--- START OF TASK DATA ---

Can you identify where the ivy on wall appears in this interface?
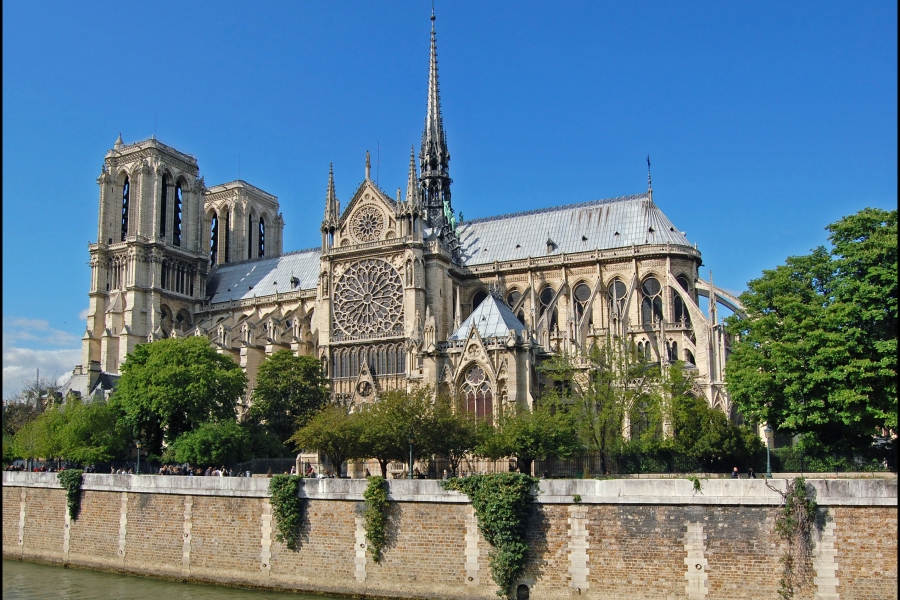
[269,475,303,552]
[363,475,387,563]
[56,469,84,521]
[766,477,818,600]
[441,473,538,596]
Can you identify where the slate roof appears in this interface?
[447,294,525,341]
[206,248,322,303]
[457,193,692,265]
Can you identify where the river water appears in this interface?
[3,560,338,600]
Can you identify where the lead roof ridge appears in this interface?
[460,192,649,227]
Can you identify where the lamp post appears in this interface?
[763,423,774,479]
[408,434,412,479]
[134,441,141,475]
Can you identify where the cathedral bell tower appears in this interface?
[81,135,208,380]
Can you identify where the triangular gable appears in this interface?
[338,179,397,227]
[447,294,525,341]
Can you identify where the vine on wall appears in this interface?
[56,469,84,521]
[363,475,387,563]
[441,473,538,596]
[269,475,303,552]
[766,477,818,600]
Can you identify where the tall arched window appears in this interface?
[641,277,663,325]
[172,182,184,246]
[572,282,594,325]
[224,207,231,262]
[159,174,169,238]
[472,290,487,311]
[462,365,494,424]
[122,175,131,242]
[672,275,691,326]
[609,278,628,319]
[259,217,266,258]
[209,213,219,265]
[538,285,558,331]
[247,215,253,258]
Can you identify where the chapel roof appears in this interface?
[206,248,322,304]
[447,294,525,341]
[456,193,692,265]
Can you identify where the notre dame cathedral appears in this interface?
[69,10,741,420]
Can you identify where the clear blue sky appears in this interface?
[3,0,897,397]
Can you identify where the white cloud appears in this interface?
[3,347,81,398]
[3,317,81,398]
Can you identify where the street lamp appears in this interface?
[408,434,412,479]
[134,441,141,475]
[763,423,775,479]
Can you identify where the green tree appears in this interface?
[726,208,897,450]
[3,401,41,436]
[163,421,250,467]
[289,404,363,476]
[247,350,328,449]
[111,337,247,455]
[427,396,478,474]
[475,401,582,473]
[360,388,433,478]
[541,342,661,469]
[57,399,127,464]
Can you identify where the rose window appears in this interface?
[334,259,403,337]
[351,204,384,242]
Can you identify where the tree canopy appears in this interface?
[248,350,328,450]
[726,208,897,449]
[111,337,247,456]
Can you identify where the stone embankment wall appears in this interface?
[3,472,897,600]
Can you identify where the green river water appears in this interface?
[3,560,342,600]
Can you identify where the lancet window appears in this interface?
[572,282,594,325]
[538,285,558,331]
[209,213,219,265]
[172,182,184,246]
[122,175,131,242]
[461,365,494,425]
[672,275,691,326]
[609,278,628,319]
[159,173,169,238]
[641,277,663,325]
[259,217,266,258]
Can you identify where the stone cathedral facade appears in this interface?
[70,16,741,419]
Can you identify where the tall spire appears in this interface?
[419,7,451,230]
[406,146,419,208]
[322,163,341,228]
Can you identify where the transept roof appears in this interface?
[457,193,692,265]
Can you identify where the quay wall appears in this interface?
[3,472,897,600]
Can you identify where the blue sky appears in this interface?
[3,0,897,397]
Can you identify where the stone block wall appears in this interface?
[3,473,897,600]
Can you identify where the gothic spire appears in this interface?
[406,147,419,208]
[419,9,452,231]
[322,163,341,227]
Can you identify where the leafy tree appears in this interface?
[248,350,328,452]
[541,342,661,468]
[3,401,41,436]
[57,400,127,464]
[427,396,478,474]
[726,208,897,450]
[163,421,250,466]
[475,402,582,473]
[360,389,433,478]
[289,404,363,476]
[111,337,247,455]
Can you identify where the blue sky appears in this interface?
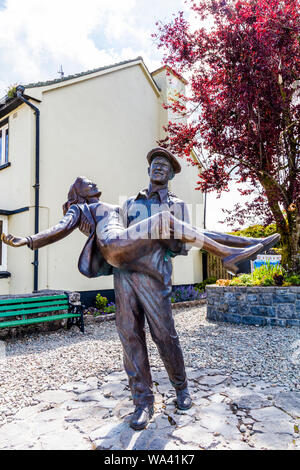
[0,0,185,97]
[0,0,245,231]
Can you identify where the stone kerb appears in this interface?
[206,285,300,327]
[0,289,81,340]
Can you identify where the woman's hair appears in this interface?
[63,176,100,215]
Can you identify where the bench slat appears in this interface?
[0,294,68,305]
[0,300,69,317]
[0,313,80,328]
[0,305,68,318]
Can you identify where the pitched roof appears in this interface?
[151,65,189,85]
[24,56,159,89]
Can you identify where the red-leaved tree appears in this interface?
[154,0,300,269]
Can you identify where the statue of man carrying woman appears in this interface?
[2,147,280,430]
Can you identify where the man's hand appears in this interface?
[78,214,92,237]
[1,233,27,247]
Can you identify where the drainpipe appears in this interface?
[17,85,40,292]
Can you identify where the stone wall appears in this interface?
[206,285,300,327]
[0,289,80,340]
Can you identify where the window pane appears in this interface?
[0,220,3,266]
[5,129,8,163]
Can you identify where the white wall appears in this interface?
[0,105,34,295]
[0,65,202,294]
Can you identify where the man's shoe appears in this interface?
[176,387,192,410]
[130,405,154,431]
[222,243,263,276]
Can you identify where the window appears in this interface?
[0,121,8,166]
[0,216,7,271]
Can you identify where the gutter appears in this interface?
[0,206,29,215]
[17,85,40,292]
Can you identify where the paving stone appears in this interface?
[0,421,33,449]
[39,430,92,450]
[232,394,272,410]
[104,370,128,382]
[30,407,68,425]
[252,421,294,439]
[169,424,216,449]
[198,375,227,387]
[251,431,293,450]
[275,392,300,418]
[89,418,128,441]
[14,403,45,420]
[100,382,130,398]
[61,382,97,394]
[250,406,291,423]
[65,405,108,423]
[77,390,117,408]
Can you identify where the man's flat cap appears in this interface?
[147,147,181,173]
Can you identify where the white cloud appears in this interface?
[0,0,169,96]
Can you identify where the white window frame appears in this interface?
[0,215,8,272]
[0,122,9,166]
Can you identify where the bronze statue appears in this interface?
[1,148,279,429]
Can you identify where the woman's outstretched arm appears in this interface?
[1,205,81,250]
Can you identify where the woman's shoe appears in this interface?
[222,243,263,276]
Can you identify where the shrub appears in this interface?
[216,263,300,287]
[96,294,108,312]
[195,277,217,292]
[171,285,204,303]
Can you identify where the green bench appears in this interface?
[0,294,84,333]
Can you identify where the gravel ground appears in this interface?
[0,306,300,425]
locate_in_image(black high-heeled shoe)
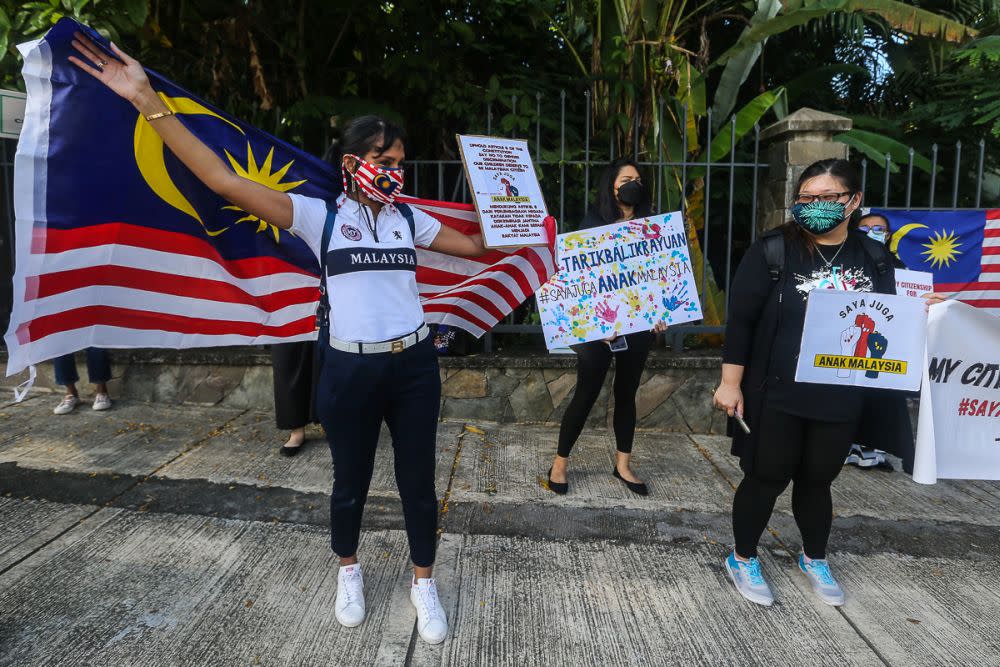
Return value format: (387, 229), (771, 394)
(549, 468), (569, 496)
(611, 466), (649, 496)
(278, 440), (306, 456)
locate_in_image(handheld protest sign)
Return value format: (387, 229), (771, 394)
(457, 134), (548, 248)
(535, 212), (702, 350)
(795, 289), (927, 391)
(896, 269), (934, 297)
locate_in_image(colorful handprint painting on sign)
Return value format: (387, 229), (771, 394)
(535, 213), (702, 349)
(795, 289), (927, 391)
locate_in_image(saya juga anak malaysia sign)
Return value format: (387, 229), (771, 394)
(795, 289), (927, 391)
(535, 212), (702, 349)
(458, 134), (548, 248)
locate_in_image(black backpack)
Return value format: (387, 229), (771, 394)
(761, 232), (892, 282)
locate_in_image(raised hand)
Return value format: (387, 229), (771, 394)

--- END OF TASK DATA ---

WHAT YOU HAVE TO DO – Could you reproduce every line above word for word, leaving out the pictures?

ANSWER FOR THIS EXERCISE –
Can you identify where the ivy on wall appears in this interface?
[269,475,303,552]
[363,475,387,563]
[56,469,84,521]
[766,477,818,600]
[441,473,538,596]
Can you identify where the slate roof appears in this interface?
[447,294,525,341]
[206,248,322,303]
[457,193,692,265]
Can you identify where the river water appears in this interface?
[3,560,338,600]
Can you identify where the lead roof ridge appears in this interface?
[460,192,649,227]
Can you identify where the lamp post appears in this interface?
[763,423,774,479]
[408,434,412,479]
[134,441,141,475]
Can you identify where the cathedral bell tower appears in this interface?
[81,135,208,380]
Can you identify where the triangular gable appears in this interface?
[338,179,397,227]
[447,294,525,341]
Can you identify where the vine on wall appears in this interface?
[56,469,84,521]
[363,475,387,563]
[441,473,538,596]
[269,475,303,552]
[766,477,818,600]
Can you identify where the tall arched window appears in this interface?
[641,277,663,325]
[172,182,184,246]
[572,282,594,325]
[224,207,231,262]
[159,174,169,238]
[472,290,487,311]
[462,365,494,424]
[122,175,131,242]
[672,275,691,326]
[609,278,628,319]
[259,217,266,258]
[209,213,219,265]
[538,285,558,331]
[247,215,253,258]
Can you identify where the chapel roof appears in this interface?
[206,248,322,304]
[447,294,525,341]
[456,193,692,265]
Can you identify where the notre dame cathedral appears in this interface?
[69,10,741,420]
Can you identify where the clear blue sky appears in this interface?
[3,0,897,397]
Can you identify where the white cloud appears in this interface?
[3,347,81,398]
[3,317,81,398]
Can you identify where the street lamp appears in this interface?
[408,434,412,479]
[134,441,141,475]
[763,423,775,479]
Can you identify where the green tree appears in this interface?
[726,208,897,450]
[3,401,41,436]
[163,421,250,467]
[289,404,363,476]
[247,350,328,449]
[111,337,247,455]
[427,396,478,474]
[475,401,582,473]
[360,388,433,478]
[541,342,661,469]
[57,399,127,464]
Can you identify where the rose window appears in this interface?
[334,259,403,337]
[351,204,384,242]
Can you identify where the tree canopy appears in this interface?
[248,350,328,450]
[726,208,897,449]
[111,337,247,456]
Can you identify where the stone embankment wall appears in this interface?
[3,472,897,600]
Can you identify where the green river water appears in this interface?
[3,560,342,600]
Can you identify where the lancet window appears in this interface?
[572,282,594,325]
[538,285,558,331]
[209,213,219,265]
[172,182,184,246]
[122,175,131,242]
[461,365,494,425]
[672,275,691,326]
[609,278,628,319]
[159,173,169,238]
[641,277,663,325]
[259,217,266,258]
Can you identify where the stone cathedral facade appears in this interface?
[70,16,741,419]
Can you identify where the tall spire appears in this interface?
[419,7,451,230]
[406,146,419,208]
[322,163,341,228]
Can you identify where the transept roof appears in this interface?
[457,193,692,265]
Can you identify where the quay wall appears in this interface?
[3,472,897,600]
Can you identify where the blue sky appears in this interface?
[3,0,897,397]
Can you identify where the stone block wall appears in this interface?
[3,473,897,600]
Can you identify where the gothic spire appears in this interface?
[406,147,419,208]
[419,9,452,231]
[322,163,341,227]
Can you identify where the leafy tree appears in this interface?
[248,350,328,452]
[541,342,661,468]
[3,401,41,436]
[57,400,127,464]
[427,396,478,474]
[726,208,897,450]
[163,421,250,466]
[475,402,582,473]
[360,389,433,478]
[289,404,363,476]
[111,337,247,455]
Can you identify where the blue sky appears in this interface?
[0,0,185,97]
[0,0,245,231]
Can you identify where the stone kerb appears in this interface?
[206,285,300,327]
[0,289,81,340]
Can you identify where the woman's hair appears in this interface?
[63,176,100,215]
Can you identify where the bench slat appears in this interface?
[0,294,68,305]
[0,300,69,317]
[0,313,80,328]
[0,305,68,318]
Can you identify where the pitched roof appears in this interface?
[151,65,189,85]
[24,56,159,89]
Can you identify where the red-leaved tree appears in this interface?
[154,0,300,269]
Can you identify where the statue of man carrying woman appears in this interface?
[2,147,280,430]
Can you identify where the man's hand appears in this interface?
[78,214,92,237]
[1,233,27,247]
Can you identify where the drainpipe appears in this interface?
[17,85,40,292]
Can you identify where the stone wall appears in this interface?
[206,285,300,327]
[0,289,80,340]
Can you identify where the window pane appears in this interface?
[0,220,3,266]
[5,129,8,163]
Can you identify where the white wall appears in this interface?
[0,105,34,295]
[0,65,202,294]
Can you identify where the man's shoe appears in this interface?
[176,387,192,410]
[130,405,154,431]
[222,243,263,276]
Can you identify where the window appears in this interface?
[0,121,8,166]
[0,216,7,271]
Can you identify where the gutter appears in this interface?
[0,206,29,215]
[17,85,40,292]
Can you identify where the paving stone appears in this interface?
[0,421,33,449]
[39,430,92,450]
[232,394,272,410]
[104,370,128,382]
[30,407,68,425]
[252,421,294,439]
[169,424,216,449]
[198,375,227,387]
[251,431,293,450]
[275,392,300,418]
[89,418,128,441]
[14,403,45,420]
[100,382,130,398]
[61,382,97,394]
[250,406,291,423]
[65,405,108,423]
[77,390,117,408]
Can you identify where the man's flat cap appears in this interface?
[147,147,181,173]
Can you identify where the white cloud appears in this interface?
[0,0,169,96]
Can you identify where the white window frame appears in this interface?
[0,215,8,272]
[0,122,9,166]
Can you identify where the bronze statue appears in this interface?
[1,148,279,429]
Can you identify where the woman's outstretched arm appears in this interface?
[1,205,81,250]
Can you identify where the woman's shoe appears in this interface?
[222,243,263,276]
Can you identify where the shrub appears in this interface?
[216,263,300,287]
[96,294,108,312]
[195,277,217,292]
[171,285,204,303]
Can you identify where the green bench appears in this interface?
[0,294,84,333]
Can you identify where the gravel ground appears in this interface?
[0,306,300,425]
locate_in_image(black high-heeled shoe)
Return value format: (387, 229), (771, 394)
(549, 468), (569, 496)
(611, 466), (649, 496)
(278, 440), (306, 456)
locate_in_image(handheld protest sign)
Return value format: (387, 229), (771, 394)
(457, 134), (548, 248)
(535, 212), (702, 350)
(795, 289), (927, 391)
(896, 269), (934, 297)
locate_in_image(colorful handprint painting on sign)
Return value format: (387, 229), (771, 394)
(535, 213), (702, 349)
(795, 289), (927, 391)
locate_in_image(saya juga anak malaysia sign)
Return value format: (387, 229), (771, 394)
(795, 289), (927, 391)
(535, 212), (702, 349)
(458, 134), (548, 248)
locate_in_image(black backpack)
Return value format: (387, 229), (771, 394)
(761, 232), (892, 282)
locate_in_image(raised hand)
Return value format: (387, 229), (771, 394)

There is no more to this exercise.